- [DATA]:

____

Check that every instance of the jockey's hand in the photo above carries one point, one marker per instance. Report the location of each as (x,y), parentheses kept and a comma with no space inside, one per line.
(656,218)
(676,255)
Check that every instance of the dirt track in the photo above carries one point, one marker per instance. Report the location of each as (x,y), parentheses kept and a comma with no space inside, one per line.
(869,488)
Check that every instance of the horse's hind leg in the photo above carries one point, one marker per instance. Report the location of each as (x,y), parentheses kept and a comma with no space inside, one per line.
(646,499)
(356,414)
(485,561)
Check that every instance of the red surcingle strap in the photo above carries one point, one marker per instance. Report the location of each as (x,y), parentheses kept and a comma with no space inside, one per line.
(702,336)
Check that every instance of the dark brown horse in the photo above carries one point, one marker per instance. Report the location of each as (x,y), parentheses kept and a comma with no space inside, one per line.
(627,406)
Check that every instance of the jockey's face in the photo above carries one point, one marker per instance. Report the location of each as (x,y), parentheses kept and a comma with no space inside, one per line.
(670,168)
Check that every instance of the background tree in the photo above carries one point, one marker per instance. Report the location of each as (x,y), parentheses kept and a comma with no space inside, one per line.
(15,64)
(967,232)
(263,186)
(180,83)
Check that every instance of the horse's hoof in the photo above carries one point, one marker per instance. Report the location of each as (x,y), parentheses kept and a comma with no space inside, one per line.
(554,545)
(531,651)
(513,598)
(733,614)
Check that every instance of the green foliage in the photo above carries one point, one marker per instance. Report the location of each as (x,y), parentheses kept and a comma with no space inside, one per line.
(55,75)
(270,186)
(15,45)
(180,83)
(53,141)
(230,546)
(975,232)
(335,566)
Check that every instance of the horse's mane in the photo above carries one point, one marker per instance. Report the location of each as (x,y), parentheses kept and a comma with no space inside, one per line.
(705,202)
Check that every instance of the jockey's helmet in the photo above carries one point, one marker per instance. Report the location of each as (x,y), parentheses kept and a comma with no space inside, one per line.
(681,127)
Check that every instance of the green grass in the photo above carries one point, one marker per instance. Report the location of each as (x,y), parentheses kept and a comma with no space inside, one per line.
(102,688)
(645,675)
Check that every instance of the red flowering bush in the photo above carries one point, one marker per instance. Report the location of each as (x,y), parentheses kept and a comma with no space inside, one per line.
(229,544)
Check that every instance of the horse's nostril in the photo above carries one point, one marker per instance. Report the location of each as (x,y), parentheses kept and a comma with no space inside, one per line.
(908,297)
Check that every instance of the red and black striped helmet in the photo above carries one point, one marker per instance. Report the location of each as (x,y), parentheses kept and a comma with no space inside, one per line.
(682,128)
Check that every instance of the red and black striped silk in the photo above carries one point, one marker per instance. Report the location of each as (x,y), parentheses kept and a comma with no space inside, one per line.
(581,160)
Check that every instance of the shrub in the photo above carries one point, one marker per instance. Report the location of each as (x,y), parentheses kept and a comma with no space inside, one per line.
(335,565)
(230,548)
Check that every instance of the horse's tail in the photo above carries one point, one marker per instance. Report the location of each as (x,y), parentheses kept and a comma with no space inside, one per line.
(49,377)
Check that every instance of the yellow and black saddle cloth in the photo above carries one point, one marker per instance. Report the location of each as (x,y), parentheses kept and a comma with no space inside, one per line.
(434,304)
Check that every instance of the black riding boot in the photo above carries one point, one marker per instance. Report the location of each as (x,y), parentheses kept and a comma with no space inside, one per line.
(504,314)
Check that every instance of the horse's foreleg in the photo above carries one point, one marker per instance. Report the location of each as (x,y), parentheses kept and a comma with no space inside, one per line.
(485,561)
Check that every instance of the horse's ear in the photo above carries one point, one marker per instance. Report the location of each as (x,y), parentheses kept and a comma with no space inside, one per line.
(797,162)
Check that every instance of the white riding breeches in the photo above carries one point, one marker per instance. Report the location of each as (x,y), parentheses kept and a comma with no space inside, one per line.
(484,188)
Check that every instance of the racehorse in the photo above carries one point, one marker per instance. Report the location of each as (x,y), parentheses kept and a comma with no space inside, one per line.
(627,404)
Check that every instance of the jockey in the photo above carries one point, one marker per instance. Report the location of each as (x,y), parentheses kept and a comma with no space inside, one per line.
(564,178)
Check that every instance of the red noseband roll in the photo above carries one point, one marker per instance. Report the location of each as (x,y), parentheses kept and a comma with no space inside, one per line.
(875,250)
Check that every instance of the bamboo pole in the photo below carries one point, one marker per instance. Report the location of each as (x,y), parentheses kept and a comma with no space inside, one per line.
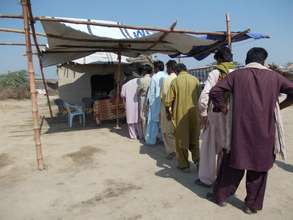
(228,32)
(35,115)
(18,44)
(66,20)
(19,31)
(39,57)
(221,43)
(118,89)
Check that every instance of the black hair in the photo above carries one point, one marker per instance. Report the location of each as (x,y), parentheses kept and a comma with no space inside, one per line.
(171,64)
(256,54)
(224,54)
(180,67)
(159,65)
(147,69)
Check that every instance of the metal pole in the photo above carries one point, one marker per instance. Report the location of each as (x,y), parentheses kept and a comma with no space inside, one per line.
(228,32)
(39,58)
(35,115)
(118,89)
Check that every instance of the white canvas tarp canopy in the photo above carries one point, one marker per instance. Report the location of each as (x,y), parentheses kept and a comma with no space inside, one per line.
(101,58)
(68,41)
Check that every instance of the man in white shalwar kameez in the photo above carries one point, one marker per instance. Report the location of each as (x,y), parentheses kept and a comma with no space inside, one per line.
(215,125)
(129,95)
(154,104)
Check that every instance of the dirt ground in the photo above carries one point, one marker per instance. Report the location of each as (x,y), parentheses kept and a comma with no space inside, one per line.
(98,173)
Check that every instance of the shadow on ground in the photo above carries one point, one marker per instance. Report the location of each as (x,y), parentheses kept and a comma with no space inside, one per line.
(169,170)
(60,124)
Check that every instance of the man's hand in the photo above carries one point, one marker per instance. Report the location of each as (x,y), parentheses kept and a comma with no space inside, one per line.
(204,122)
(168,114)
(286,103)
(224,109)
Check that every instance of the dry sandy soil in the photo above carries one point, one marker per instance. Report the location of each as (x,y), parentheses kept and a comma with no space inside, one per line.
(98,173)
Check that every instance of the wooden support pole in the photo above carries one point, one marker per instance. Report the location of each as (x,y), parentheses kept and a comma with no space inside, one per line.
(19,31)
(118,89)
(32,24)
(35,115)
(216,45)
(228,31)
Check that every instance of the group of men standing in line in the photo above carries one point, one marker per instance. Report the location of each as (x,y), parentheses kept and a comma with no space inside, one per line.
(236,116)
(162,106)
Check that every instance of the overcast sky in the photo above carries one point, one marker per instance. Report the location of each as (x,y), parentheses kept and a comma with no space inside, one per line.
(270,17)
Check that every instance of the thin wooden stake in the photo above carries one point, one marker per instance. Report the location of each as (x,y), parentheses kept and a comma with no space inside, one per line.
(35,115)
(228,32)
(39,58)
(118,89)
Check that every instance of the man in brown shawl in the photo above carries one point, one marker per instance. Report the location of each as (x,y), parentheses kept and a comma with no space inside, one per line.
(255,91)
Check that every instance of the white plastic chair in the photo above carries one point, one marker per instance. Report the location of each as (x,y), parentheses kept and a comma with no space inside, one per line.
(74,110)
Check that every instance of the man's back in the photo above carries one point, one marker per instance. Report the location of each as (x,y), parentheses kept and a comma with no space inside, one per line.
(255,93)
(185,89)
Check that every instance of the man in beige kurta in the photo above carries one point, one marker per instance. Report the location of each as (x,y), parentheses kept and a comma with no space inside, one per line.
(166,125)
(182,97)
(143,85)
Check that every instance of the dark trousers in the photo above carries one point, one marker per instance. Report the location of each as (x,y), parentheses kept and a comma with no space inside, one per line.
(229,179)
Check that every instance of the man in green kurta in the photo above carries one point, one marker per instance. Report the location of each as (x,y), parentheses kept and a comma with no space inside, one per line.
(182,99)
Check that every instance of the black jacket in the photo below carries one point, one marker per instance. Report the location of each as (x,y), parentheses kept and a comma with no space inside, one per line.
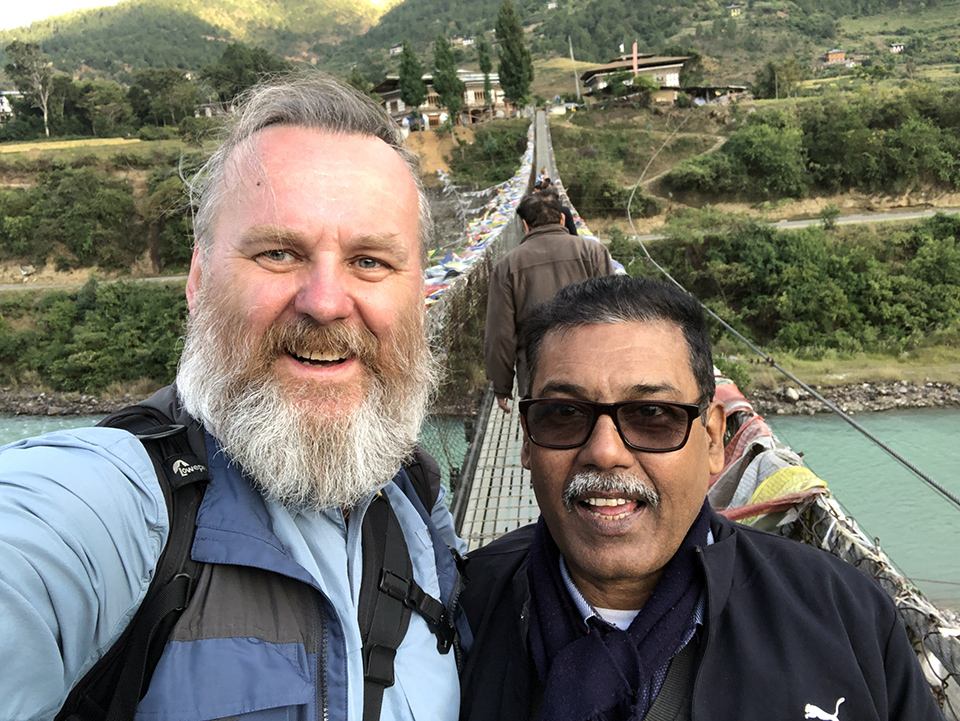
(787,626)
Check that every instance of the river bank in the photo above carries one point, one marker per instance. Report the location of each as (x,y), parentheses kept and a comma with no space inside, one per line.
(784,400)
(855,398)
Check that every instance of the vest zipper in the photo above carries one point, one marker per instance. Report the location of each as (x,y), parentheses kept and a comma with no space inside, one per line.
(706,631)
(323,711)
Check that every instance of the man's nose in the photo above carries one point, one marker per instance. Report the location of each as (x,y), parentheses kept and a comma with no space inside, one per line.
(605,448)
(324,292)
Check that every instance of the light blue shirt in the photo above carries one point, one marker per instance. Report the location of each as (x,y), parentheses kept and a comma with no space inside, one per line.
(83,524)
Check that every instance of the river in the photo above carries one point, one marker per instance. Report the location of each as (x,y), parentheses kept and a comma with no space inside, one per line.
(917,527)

____

- [WHAT IS BEING ASKED]:
Your task is to reproduce, exactly and exclusively, the lines from the one holding "Check that every instance of the man's nose" through the final line of the listing.

- [REPLY TO THE EXERCISE]:
Check that every instance of the man's nose in the photo above carries one point, one marker per instance. Report the location of each as (x,y), parentheses kept and a comma with no space inside, one per line.
(605,448)
(324,292)
Check that every instance of the light blue shirt in the photo above carries one point, one marker per instance. Report the location of each as (x,y), parentheses kept and a comma with no space inside, one per line.
(83,524)
Check that every instance of the river in the photo above carries one point, one marker per instance. Report the location of each as (x,y), parentheses kept and a comma with no space inside, one per line.
(917,527)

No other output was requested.